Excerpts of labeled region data
=-=-=

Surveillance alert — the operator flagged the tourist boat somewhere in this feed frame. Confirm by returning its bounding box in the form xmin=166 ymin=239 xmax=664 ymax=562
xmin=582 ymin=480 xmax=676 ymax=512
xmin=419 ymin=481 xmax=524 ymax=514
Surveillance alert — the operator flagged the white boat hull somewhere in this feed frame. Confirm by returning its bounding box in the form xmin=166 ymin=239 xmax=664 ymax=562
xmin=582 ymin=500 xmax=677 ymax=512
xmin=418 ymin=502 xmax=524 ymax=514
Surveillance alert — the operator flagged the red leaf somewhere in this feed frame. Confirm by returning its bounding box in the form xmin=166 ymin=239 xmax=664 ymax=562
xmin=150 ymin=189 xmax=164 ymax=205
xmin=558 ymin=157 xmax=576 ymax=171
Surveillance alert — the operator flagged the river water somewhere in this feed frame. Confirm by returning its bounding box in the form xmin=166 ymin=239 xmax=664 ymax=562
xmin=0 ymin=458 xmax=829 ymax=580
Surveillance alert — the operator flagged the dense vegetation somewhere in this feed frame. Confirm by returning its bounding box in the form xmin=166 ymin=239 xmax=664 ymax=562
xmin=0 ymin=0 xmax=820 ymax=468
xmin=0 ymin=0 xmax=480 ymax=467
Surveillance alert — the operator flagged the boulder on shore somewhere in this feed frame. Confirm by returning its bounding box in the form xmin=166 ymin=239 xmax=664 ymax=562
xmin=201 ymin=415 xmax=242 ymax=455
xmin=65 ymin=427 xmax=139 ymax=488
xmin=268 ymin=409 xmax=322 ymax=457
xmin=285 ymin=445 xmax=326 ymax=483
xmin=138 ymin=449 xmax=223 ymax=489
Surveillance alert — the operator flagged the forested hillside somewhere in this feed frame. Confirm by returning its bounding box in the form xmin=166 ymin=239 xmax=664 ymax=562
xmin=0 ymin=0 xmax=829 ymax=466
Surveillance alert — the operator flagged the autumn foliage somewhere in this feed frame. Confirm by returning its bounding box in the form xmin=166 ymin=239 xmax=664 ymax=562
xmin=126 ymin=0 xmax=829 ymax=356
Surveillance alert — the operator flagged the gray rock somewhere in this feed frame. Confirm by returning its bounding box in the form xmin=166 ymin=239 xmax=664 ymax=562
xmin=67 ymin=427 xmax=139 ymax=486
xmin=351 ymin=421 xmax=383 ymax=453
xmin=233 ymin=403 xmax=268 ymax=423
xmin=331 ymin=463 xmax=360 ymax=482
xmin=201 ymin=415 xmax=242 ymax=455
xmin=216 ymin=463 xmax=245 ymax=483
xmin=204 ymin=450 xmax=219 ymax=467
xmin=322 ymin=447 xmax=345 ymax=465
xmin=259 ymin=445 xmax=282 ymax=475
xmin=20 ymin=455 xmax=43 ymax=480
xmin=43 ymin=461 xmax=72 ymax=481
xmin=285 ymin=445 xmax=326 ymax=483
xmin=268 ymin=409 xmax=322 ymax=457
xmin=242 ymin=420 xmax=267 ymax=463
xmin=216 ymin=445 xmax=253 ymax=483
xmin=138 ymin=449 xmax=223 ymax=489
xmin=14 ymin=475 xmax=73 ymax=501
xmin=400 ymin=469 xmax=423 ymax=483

=-=-=

■ **Directions for this task**
Rewrite the part that opens with the line containing "Surveillance alert — the operator flagged the autumn" and closes with the line containing "xmin=126 ymin=0 xmax=829 ymax=356" as a JSON list of strings, one string per line, omitting blank lines.

■ **Task result**
[
  "Surveillance alert — the operator flagged the autumn foliage somewhere in this feed frame. Confirm by returning its bounding box in the form xmin=166 ymin=239 xmax=664 ymax=562",
  "xmin=126 ymin=0 xmax=829 ymax=356"
]